Task statement ▸
Copy out every line in the stretch from the line containing "bus windshield glass" through the line containing "(1018, 621)", both included. Shift each answer coordinate by adding 150 to both of its numbers, and leave all other text unchanged.

[Stored records]
= = = =
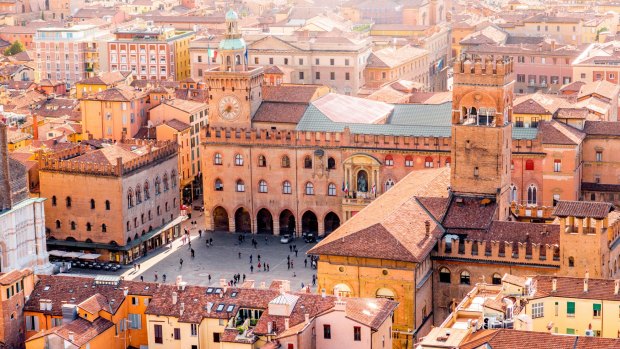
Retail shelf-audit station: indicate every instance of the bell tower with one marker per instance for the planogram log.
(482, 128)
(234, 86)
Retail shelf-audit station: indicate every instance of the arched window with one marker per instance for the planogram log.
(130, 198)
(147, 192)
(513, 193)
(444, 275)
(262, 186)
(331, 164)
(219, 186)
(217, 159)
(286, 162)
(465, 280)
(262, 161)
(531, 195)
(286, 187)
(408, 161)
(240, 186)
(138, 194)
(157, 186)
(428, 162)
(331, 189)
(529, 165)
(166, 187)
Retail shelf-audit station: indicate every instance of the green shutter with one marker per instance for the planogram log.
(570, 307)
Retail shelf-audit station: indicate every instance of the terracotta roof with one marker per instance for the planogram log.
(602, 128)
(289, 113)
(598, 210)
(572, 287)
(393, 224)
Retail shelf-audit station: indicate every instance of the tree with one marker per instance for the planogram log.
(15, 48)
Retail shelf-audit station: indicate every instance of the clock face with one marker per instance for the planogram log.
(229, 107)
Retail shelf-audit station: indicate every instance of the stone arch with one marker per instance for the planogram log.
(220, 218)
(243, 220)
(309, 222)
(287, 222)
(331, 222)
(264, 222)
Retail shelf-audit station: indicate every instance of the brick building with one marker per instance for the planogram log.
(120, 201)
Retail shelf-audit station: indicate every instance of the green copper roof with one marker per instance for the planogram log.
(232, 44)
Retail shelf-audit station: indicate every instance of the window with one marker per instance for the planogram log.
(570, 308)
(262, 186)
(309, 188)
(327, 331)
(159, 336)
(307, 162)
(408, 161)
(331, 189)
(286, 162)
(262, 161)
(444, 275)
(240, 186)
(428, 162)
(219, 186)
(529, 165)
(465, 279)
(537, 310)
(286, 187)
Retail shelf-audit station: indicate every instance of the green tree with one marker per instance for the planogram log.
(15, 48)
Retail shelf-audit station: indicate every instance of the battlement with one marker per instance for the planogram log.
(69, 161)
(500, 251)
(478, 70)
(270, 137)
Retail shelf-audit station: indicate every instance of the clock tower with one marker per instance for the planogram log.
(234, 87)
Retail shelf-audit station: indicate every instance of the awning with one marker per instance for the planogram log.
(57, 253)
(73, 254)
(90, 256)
= = = =
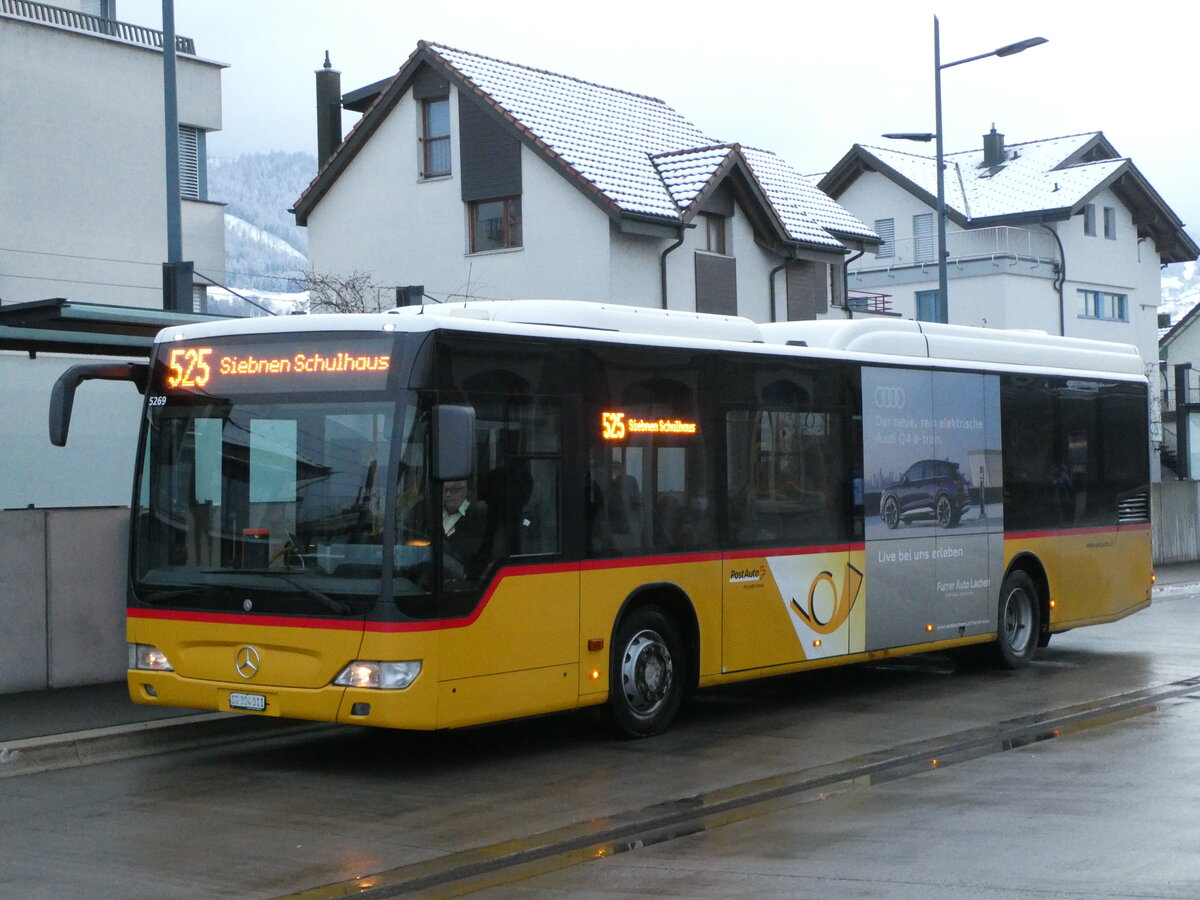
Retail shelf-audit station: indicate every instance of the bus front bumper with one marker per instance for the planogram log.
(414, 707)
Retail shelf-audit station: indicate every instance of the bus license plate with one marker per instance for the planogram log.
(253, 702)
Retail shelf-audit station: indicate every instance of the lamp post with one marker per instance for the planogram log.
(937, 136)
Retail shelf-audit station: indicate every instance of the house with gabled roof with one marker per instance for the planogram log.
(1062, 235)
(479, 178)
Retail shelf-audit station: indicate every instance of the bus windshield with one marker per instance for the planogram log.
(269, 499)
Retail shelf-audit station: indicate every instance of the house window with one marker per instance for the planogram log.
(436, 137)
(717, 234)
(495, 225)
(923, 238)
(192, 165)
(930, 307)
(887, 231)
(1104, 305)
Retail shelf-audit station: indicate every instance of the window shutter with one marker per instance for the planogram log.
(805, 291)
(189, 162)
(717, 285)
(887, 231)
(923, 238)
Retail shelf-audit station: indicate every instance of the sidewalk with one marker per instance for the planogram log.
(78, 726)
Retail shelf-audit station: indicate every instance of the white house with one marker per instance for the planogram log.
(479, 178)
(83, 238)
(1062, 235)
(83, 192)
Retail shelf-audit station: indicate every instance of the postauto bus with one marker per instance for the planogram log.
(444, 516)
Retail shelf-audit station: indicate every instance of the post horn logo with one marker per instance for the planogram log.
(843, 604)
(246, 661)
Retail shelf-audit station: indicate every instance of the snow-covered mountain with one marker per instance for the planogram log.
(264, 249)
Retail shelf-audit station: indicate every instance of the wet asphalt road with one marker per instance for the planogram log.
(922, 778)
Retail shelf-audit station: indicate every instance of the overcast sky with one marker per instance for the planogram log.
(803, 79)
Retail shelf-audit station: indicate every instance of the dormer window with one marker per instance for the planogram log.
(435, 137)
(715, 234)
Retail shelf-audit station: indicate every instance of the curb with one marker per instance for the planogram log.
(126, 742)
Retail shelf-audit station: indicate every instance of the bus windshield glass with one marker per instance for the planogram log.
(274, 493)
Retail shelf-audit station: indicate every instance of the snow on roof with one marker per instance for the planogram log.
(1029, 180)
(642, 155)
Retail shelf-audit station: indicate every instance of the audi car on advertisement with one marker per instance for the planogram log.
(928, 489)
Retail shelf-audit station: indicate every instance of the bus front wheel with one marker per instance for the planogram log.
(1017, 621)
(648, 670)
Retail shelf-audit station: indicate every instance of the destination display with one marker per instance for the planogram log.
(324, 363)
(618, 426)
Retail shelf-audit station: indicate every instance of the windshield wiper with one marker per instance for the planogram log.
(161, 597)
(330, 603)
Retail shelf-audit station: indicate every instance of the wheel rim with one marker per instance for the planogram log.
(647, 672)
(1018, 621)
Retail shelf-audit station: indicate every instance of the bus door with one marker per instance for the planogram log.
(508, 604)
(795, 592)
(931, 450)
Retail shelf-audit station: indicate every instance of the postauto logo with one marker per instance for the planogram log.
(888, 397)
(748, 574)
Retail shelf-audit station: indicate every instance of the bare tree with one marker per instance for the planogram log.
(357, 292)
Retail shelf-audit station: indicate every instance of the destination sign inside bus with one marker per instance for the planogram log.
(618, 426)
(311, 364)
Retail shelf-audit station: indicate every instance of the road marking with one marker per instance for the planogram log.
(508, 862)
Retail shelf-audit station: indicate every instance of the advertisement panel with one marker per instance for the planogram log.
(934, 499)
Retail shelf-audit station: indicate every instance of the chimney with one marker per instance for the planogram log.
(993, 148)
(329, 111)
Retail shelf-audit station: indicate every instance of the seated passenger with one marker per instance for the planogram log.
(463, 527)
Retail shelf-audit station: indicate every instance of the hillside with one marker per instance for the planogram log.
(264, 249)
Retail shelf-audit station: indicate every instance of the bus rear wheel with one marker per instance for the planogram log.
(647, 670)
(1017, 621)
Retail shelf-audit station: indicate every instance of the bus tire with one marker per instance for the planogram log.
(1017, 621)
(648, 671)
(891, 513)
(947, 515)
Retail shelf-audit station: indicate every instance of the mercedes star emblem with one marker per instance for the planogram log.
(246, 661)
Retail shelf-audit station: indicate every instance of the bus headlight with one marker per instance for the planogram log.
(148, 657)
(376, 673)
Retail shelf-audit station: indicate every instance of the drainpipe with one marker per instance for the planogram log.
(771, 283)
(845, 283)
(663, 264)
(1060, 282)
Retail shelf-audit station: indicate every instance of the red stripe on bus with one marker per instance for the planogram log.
= = = =
Correct answer ▸
Retail shelf-audit station: indicate every instance of the bus windshield glass with one marker per instance for the planogram log.
(424, 643)
Retail shelf-audit station: indicate every instance of the snow on roof with one marker per instance for the planogram log.
(1179, 330)
(792, 305)
Retail shelf-audit station: indicate every instance of the audi car on advertisement with one marker per instance for the planogram log.
(1078, 639)
Retail shelf-audit station: indicate every instance of the bus front wheel with one marker per instance for the planogram log.
(1167, 771)
(798, 820)
Retail shelf-audit station: indicate every instance of the destination display with one marker per instance for the planogram log.
(474, 513)
(768, 576)
Retail shelf-audit station: indicate every instance of the windshield wiper with one marker per instance for the planogram log.
(311, 747)
(480, 753)
Retail shelf-audit station: indicate every instance of the wheel rim with one marker per instance for the planogram log.
(797, 822)
(1168, 771)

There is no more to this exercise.